I was amazed when I heard that the General Staff, the Commander-in-Chief of the Armed Forces, Oleksandr Syrskyi, had gathered journalists for an off-the-record meeting and there were plans to reform the Armed Forces off the record. And there the General Staff said, "You know, it is very expensive for us to maintain divisions. We don't need divisions. We need to manage brigades. And in order to administer brigades, we will have corps." You know, this is such a detachment from reality. I'm shocked at how far our military leadership is detached from the real situation on the front. If you ask the generals who are in charge of all this, they know all the names, the threats, where each unit is stationed. But they know this from papers, from their reports. They do not study the real situation. They do not communicate with battalion commanders.
So I had a conversation with one of the military leaders. I said to him, "You know, the brigade commanders and battalion commanders do not report the real situation to you, because they are simply afraid of you. They are afraid of you, you are constantly changing commanders, it is completely incomprehensible, and, first of all, you change those who give reliable information. Because you consider them to be alarmists, and those who are sitting there say: "Yes! Yes, sir!" and sign any order, send people, they are good. They are kept in their positions for months. And that's why you are afraid of those people who want to tell you the honest situation. And those who lie or don't even understand what's going on, you keep them in their positions. This manager told me: "You know, it can't be like this. They are so happy when I come here. They are so happy".
There are some brigades where we have had six brigade commanders replaced since the beginning of the war. We change combatants like gloves, instantly, without any sort of analysis. And then the question arises, why are they afraid of me? Yes, they are afraid, because there is no logic in personnel decisions.
Divisions are not needed. So look at the mess and chaos in military management in this area. What do you mean, no divisions are needed? Try to figure out who is where. Try to find out now, in the direction of Velyka Novosilka-Pokrovsk-Shevchenko. Who is standing where, which lines? Who lost that checkpoint at the entrance to Shevchenko? Let's sort this out for once.
It was also reported, a certain brigade commander, a certain battalion commander, a certain commander of the ATO, a certain commander of the Donetsk ATO, Lutsenko, the chief of staff of the Donetsk ATO, Ledovyi, utterly incompetent person, with no experience in managing military formations and units, who is liked by Oleksandr Syrskyi because he served with him, his man. So they keep him there, and Ledovyi completely failed in the Luhansk OTG, he was dismissed from the Luhansk OTG because there was complete disorganization there because of his decisions, and he was "terribly punished." He did not cope with his duties, and Syrskyi appointed him as the chief of staff of the Donetsk OTG. Apparently, to spread this negative experience to the Donetsk OTG as well.

**DATA PROVIDED:**
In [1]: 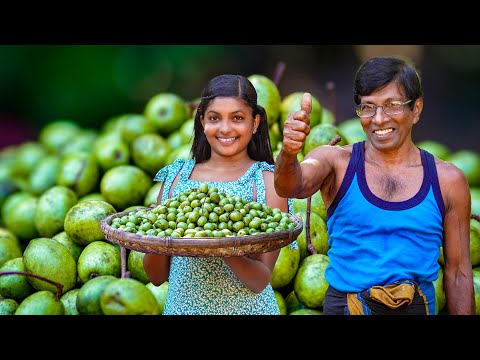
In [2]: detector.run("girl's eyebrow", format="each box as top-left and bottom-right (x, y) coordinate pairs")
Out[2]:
(207, 110), (245, 114)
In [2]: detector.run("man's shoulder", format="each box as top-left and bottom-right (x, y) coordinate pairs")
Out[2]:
(435, 157), (468, 186)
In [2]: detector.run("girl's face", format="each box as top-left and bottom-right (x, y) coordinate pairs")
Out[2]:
(200, 97), (260, 156)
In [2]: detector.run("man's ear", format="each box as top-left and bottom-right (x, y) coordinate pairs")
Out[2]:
(253, 114), (262, 134)
(413, 98), (423, 125)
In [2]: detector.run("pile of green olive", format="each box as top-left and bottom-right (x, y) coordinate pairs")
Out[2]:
(111, 183), (295, 238)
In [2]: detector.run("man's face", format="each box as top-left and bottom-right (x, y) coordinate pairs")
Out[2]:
(359, 82), (423, 149)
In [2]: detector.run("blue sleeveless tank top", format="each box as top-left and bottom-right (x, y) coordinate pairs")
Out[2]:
(325, 141), (445, 292)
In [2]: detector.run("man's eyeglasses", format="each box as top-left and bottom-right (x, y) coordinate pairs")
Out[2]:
(355, 100), (412, 117)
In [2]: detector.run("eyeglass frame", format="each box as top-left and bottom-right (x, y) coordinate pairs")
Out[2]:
(355, 99), (413, 118)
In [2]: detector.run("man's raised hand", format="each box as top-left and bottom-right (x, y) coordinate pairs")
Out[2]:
(283, 93), (312, 155)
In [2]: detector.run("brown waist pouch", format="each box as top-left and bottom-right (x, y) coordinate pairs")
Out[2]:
(347, 280), (416, 315)
(370, 281), (415, 309)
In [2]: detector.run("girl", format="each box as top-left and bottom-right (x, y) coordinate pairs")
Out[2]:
(143, 75), (297, 315)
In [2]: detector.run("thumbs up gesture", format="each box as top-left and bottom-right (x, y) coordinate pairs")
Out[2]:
(283, 93), (312, 156)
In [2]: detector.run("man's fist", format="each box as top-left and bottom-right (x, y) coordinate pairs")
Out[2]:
(283, 93), (312, 155)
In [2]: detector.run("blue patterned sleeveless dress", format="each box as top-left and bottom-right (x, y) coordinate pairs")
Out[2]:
(154, 159), (298, 315)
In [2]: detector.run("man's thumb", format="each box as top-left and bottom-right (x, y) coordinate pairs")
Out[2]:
(300, 93), (312, 115)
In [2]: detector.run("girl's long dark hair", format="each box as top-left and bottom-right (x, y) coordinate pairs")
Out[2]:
(190, 74), (273, 165)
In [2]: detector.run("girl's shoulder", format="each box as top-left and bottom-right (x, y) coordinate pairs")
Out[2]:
(255, 161), (274, 172)
(153, 159), (194, 181)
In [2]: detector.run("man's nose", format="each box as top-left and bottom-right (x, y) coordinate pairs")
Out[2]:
(372, 106), (388, 124)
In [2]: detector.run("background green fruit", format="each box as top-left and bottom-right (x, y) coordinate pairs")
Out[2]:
(297, 212), (330, 261)
(0, 232), (22, 266)
(143, 93), (189, 136)
(38, 119), (81, 153)
(303, 124), (347, 155)
(93, 133), (130, 172)
(60, 289), (80, 315)
(100, 165), (153, 211)
(143, 181), (163, 206)
(2, 194), (39, 242)
(64, 200), (117, 246)
(77, 241), (121, 284)
(100, 278), (160, 315)
(127, 250), (150, 284)
(34, 186), (78, 237)
(0, 299), (18, 315)
(293, 254), (330, 309)
(76, 275), (117, 315)
(248, 74), (281, 125)
(28, 155), (60, 195)
(14, 141), (48, 176)
(52, 231), (84, 261)
(57, 152), (100, 197)
(132, 134), (172, 175)
(15, 290), (65, 315)
(285, 290), (305, 314)
(0, 257), (35, 301)
(23, 238), (77, 294)
(290, 308), (323, 315)
(270, 245), (300, 289)
(280, 91), (323, 131)
(273, 290), (287, 315)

**REQUIRED TASKS:**
**a.** Summarize the passage on Ukrainian military leadership in two sentences.
**b.** Name every person identified by name in the passage on Ukrainian military leadership.
**c.** Write the next part of the passage on Ukrainian military leadership, picking up right after its final sentence.
The listing comes from a separate source unrelated to the passage on Ukrainian military leadership.

**RESULTS OF THE TASKS:**
**a.** The speaker criticizes the General Staff's plan to do away with divisions and manage brigades through corps, calling the military leadership detached from the real situation at the front because it relies on papers and reports instead of talking with battalion commanders. The speaker also says commanders are replaced without any analysis, which leaves them afraid to report honestly, and points to Ledovyi, who was dismissed from the Luhansk OTG and then appointed by Syrskyi as chief of staff of the Donetsk OTG.

**b.** Oleksandr Syrskyi, Lutsenko, Ledovyi

**c.**
The result, Oleksandr Stanislavovych, can be clearly seen. Who is suffering because of this? I want to say that Syrskyi himself is suffering because of this. Because I personally received information that one of the brigades, which is stationed near Pokrovsk in an important area, has had its combat mission changed four times in three days. Just imagine. Three consecutive days, the soldiers don’t sleep. Order is the following: "You’re moving to these positions, this is now your defensive sector." The troops prepare, move out, and arrive at the designated areas, reconnaissance begins, the battalion commander remains awake, the positions are set up. Poof! - In a few hours, you have a new defense area. You're redeploying to another area, another task. Fine, they redeploy. Everyone is swearing, shouting; no one is happy. They drive through the mud, towing vehicles, repositioning. A new area means new tasks, and more hours on the move. It’s exhausting—physically and mentally. The soldiers can’t sleep. At night, there’s a meeting with the brigade command that oversees this battalion. By morning, another new order: "Move to a different area." This is madness! Is this the way to manage troops and people? Have you yourself ever redeployed a battalion three times in three or four days? Let General Hnatov come here and try it once. He has no such experience in his life. Colonel Lutsenko, the commander of the Donetsk OTG, Chief of Staff Ledovyi. You've never done this in your life. How can you give orders to people if you have never done it? You don't know how to do it yourself. What is the purpose of this? Who are these tasks being given to? To the newly formed units. Not to contract professionals from the 79th Brigade, which Colonel Lutsenko successfully commanded at the beginning of the war. A staff, combat, professional unit. These are ordinary people from the street who were not given time to prepare, who were not provided with a single drone by the General Staff, the Ministry of Defense, or the Headquarters of the Supreme Commander-in-Chief.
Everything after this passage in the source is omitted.